Find "man in purple" in the data below; transcribe the line it appears on and each line after it, exactly, to the end, and nothing else.

## begin DATASET RECORDS

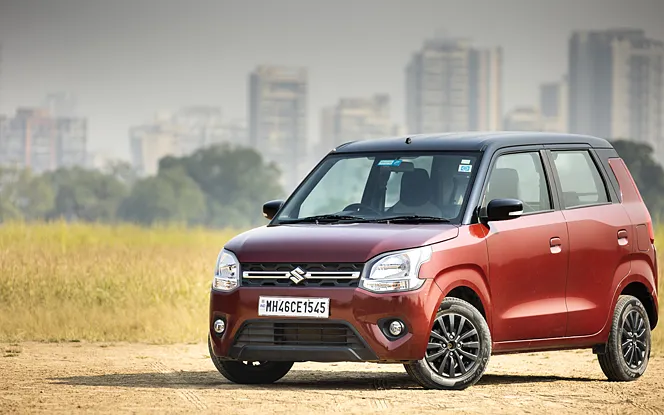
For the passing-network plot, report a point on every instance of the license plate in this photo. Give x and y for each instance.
(294, 307)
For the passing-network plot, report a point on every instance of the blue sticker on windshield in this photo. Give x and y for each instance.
(389, 163)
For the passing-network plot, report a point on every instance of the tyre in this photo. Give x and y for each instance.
(251, 373)
(628, 348)
(458, 350)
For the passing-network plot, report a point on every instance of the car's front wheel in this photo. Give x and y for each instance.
(628, 349)
(250, 372)
(458, 350)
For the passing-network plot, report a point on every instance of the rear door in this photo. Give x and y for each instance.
(600, 237)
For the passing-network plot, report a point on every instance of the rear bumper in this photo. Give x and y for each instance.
(360, 311)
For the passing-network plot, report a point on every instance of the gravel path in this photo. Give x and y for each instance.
(138, 378)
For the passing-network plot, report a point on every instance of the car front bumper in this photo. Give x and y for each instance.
(360, 312)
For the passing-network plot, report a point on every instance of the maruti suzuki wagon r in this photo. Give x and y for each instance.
(437, 251)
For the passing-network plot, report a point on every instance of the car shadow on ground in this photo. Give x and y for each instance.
(297, 379)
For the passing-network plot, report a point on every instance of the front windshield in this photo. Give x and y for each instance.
(385, 185)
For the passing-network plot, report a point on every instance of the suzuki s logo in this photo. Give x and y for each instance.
(297, 275)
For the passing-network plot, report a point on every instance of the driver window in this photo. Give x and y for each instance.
(519, 176)
(343, 185)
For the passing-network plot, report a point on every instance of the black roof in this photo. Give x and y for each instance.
(468, 141)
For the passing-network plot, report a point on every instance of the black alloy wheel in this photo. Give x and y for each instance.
(627, 351)
(458, 349)
(633, 345)
(454, 345)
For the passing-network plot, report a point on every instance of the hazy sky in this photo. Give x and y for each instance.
(127, 59)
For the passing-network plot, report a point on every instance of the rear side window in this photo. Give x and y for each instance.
(580, 181)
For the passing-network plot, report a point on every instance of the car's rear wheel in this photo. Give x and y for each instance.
(250, 372)
(628, 349)
(458, 350)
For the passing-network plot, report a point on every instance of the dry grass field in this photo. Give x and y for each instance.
(69, 282)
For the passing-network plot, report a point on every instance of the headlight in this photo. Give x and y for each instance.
(395, 272)
(226, 275)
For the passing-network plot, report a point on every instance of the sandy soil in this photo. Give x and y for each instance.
(137, 378)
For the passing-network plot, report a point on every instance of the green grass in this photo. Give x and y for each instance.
(64, 282)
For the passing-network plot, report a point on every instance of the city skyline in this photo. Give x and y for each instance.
(213, 59)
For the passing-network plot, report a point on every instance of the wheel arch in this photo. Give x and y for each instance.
(640, 283)
(640, 291)
(467, 283)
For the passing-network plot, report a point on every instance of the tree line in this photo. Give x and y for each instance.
(219, 186)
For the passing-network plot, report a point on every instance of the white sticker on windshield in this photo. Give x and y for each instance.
(394, 163)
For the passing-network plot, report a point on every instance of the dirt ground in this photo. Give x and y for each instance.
(138, 378)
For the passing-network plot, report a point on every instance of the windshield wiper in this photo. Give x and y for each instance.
(412, 219)
(324, 219)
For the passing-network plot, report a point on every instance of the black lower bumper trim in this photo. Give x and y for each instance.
(301, 354)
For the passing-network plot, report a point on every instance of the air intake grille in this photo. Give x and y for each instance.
(301, 275)
(301, 333)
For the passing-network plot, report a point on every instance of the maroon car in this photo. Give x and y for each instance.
(437, 251)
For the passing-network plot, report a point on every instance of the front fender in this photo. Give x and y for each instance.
(470, 276)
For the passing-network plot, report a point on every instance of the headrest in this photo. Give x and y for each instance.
(504, 184)
(415, 187)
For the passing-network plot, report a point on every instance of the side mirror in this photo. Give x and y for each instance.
(504, 209)
(271, 208)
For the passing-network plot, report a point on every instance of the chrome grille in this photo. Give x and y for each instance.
(301, 275)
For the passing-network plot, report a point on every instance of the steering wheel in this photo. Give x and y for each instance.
(361, 208)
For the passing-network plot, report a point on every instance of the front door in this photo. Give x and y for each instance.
(527, 256)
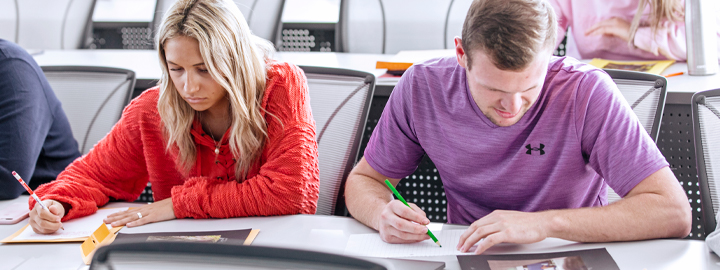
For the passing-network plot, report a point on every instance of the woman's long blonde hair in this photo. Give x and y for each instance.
(235, 59)
(660, 10)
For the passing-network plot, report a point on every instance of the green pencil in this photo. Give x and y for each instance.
(397, 194)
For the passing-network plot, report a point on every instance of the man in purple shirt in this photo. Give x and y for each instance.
(526, 143)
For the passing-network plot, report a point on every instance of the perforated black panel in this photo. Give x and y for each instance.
(134, 38)
(676, 142)
(146, 196)
(307, 38)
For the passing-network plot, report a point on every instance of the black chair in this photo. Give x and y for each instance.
(92, 97)
(706, 125)
(190, 255)
(340, 100)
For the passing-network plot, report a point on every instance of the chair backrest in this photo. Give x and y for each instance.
(645, 93)
(340, 101)
(263, 16)
(54, 24)
(706, 126)
(454, 21)
(92, 97)
(389, 26)
(8, 20)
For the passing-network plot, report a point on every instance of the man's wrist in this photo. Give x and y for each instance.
(554, 223)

## end DATASET RECORDS

■ COMPLETED TASK ■
For the passing-network plot, report a point on every instance of the man in purple shirt in this photo. Give x and y for each instance.
(526, 143)
For the passing-network plot, report a point on every instance of the perforated black panel in this photo. Give x and y for each instance.
(134, 38)
(676, 142)
(146, 196)
(307, 38)
For the passing-network plot, report a point on every instance of the black chair in this photo. Give x and y for each instance.
(92, 97)
(706, 125)
(190, 255)
(340, 100)
For the passing-network plot, report a point on every instance of the chair backrest in this photo. Give x and y for each instance.
(645, 93)
(340, 101)
(263, 16)
(54, 24)
(706, 126)
(454, 21)
(92, 97)
(389, 26)
(8, 20)
For the passing-network plot, report a point on every instance of the man's wrist in this photo. Give x and y for each instance.
(554, 223)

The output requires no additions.